(Stored data entries)
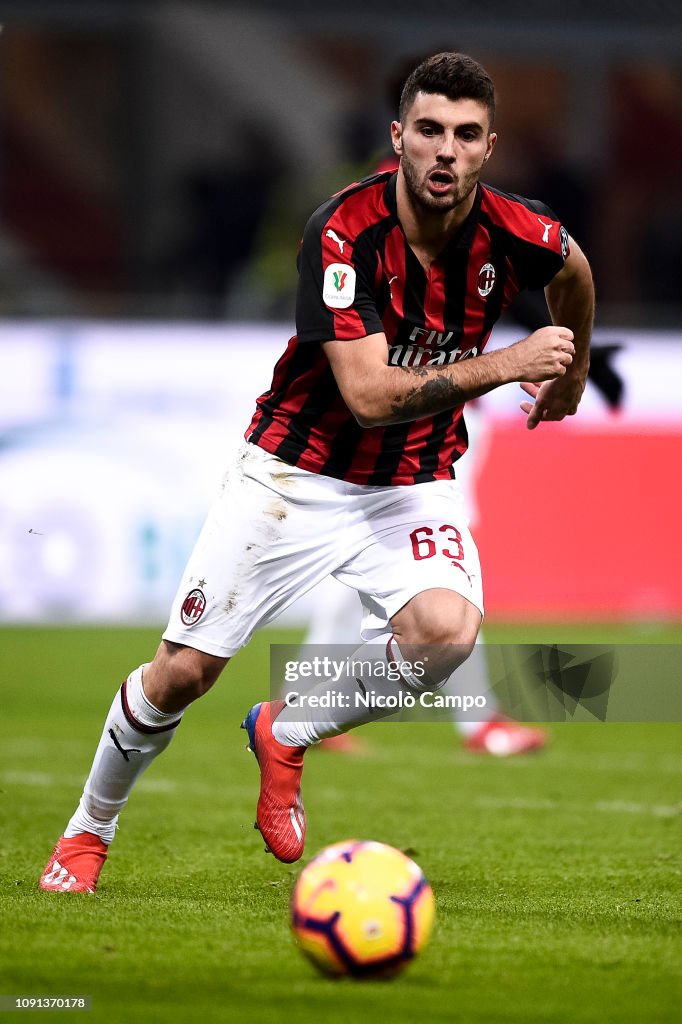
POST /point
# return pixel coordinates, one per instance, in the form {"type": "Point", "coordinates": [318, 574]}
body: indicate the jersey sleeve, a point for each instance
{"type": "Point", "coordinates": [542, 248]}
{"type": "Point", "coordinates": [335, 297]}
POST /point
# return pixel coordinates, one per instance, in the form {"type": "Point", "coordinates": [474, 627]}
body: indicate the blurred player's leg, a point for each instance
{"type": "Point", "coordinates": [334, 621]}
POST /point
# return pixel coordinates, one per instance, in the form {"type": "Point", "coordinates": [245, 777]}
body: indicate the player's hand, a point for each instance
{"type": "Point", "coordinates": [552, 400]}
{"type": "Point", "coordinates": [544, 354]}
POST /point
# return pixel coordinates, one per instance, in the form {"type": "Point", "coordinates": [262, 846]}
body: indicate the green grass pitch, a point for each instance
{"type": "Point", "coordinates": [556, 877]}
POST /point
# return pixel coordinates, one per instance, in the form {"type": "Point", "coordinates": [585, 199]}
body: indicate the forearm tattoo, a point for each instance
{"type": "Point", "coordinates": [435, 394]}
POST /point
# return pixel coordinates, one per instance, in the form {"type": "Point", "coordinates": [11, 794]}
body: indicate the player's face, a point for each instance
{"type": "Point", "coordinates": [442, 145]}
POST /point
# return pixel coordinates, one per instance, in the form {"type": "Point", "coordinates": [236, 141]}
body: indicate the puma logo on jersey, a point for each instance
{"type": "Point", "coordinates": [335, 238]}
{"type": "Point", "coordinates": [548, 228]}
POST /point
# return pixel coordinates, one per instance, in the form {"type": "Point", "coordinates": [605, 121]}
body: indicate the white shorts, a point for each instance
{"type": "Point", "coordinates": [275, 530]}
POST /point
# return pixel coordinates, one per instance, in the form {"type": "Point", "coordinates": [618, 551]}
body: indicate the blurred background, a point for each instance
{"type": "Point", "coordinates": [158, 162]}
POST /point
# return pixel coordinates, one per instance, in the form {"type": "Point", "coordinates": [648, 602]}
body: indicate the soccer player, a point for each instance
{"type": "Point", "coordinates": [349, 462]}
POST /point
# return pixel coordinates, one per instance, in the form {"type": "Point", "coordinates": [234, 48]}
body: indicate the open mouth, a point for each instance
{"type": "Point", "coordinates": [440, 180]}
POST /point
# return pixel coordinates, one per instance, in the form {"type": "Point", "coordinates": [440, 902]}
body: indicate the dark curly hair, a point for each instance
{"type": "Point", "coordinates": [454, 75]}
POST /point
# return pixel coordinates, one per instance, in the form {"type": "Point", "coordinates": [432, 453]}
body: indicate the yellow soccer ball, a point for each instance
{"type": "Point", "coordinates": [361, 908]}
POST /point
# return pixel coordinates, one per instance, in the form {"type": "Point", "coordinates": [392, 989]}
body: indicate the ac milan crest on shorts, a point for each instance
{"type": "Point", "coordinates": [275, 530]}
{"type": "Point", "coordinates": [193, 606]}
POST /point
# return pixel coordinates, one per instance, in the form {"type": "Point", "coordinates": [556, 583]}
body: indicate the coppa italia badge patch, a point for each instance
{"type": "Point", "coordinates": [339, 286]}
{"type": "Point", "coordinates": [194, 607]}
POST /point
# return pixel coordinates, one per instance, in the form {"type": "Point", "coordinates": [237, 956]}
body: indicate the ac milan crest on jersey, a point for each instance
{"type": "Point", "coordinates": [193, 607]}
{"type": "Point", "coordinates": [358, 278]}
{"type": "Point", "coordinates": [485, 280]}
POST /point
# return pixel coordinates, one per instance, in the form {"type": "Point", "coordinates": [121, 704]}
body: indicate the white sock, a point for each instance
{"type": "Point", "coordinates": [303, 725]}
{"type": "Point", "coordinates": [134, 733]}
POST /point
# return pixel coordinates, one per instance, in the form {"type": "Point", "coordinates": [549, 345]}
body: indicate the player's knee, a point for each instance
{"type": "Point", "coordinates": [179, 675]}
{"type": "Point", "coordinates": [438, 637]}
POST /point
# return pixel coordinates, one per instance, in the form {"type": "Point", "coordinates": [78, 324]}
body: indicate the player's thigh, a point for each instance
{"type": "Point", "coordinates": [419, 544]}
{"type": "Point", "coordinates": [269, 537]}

### [WORK ITEM]
Once the pictures are removed, print all the remaining data exactly as it stands.

### [WRITTEN REPLY]
POST /point
# return pixel coordinates, one per instance, in the form {"type": "Point", "coordinates": [318, 574]}
body: indicate the jersey sleeve, a point for each instance
{"type": "Point", "coordinates": [542, 248]}
{"type": "Point", "coordinates": [335, 297]}
POST /point
# return pixel coordinates, one per instance, in the form {"type": "Point", "coordinates": [474, 627]}
body: indicate the blurred player's leg, a point for each instance
{"type": "Point", "coordinates": [334, 621]}
POST /point
# return pixel coordinates, one per instance, in the form {"type": "Point", "coordinates": [245, 777]}
body: indicate the player's hand, a point for each instance
{"type": "Point", "coordinates": [552, 400]}
{"type": "Point", "coordinates": [544, 354]}
POST /point
# return pixel coordinates, one per instance, in the form {"type": "Point", "coordinates": [262, 846]}
body: indicate the green grass pitch, a point for each instance
{"type": "Point", "coordinates": [556, 877]}
POST /point
# return pixel coordinates, one per instance, in the form {"type": "Point", "coordinates": [585, 199]}
body: indicate the forearm tattoo, a point for each instance
{"type": "Point", "coordinates": [435, 394]}
POST /point
# return pixel coordinates, one per instance, in the form {"type": "Point", "coordinates": [11, 794]}
body: indicate the player's face, a point for each instance
{"type": "Point", "coordinates": [442, 145]}
POST /point
# return pixel coordinates, one per instance, in the form {"type": "Point", "coordinates": [236, 141]}
body: indicate the puma logo on jersey, a point for each instance
{"type": "Point", "coordinates": [335, 238]}
{"type": "Point", "coordinates": [548, 228]}
POST /point
# return pixel coordinates, one per instance, in the form {"type": "Point", "coordinates": [605, 121]}
body: indicate the white shorts, a point for each instance
{"type": "Point", "coordinates": [275, 530]}
POST /point
# return pixel coordinates, one per instance, in the form {"type": "Point", "coordinates": [618, 551]}
body: indicate the blurred background, a point for each instance
{"type": "Point", "coordinates": [158, 162]}
POST /point
# return pixel coordinates, one per instance, in the form {"type": "Point", "coordinates": [648, 602]}
body: indicate the soccer player, a point for each instance
{"type": "Point", "coordinates": [349, 462]}
POST /point
# return pixel coordinates, one per instance, in the form {"type": "Point", "coordinates": [234, 48]}
body: indicate the open mouth, a point for each instance
{"type": "Point", "coordinates": [440, 180]}
POST /point
# return pixel coordinates, one per instance, in the form {"type": "Point", "coordinates": [440, 902]}
body: indicate the dark curly hair, a point for each instance
{"type": "Point", "coordinates": [454, 75]}
POST /point
# return pixel coordinates, one per instance, in the form {"type": "Point", "coordinates": [432, 453]}
body: indicate the yellow soccer ball, a point for each instance
{"type": "Point", "coordinates": [361, 908]}
POST /point
# return pixel coordinates, one per instance, in the form {"type": "Point", "coordinates": [392, 989]}
body: indicate the ac milan crest on shorts, a point for each instance
{"type": "Point", "coordinates": [275, 530]}
{"type": "Point", "coordinates": [193, 606]}
POST /point
# return pixel coordinates, one per instance, in the form {"type": "Point", "coordinates": [556, 583]}
body: indicate the coppa italia badge patch, a point for each instance
{"type": "Point", "coordinates": [339, 286]}
{"type": "Point", "coordinates": [194, 607]}
POST /point
# return pixel coordinates, one per instance, in the form {"type": "Point", "coordinates": [237, 956]}
body: indicate the ac milan crest on jersey, a point for each instance
{"type": "Point", "coordinates": [193, 607]}
{"type": "Point", "coordinates": [358, 278]}
{"type": "Point", "coordinates": [485, 280]}
POST /point
# return pixel coordinates, one per instance, in the form {"type": "Point", "coordinates": [121, 704]}
body: indicate the white sock, a point for each instance
{"type": "Point", "coordinates": [303, 725]}
{"type": "Point", "coordinates": [134, 733]}
POST /point
# return pixel coordinates, one per instance, in the form {"type": "Point", "coordinates": [549, 345]}
body: indicate the player's knee, a point for each instance
{"type": "Point", "coordinates": [179, 675]}
{"type": "Point", "coordinates": [438, 637]}
POST /point
# return pixel coordinates, one per instance, in the form {"type": "Point", "coordinates": [78, 324]}
body: indicate the player's thigh, a point for each instance
{"type": "Point", "coordinates": [419, 544]}
{"type": "Point", "coordinates": [269, 537]}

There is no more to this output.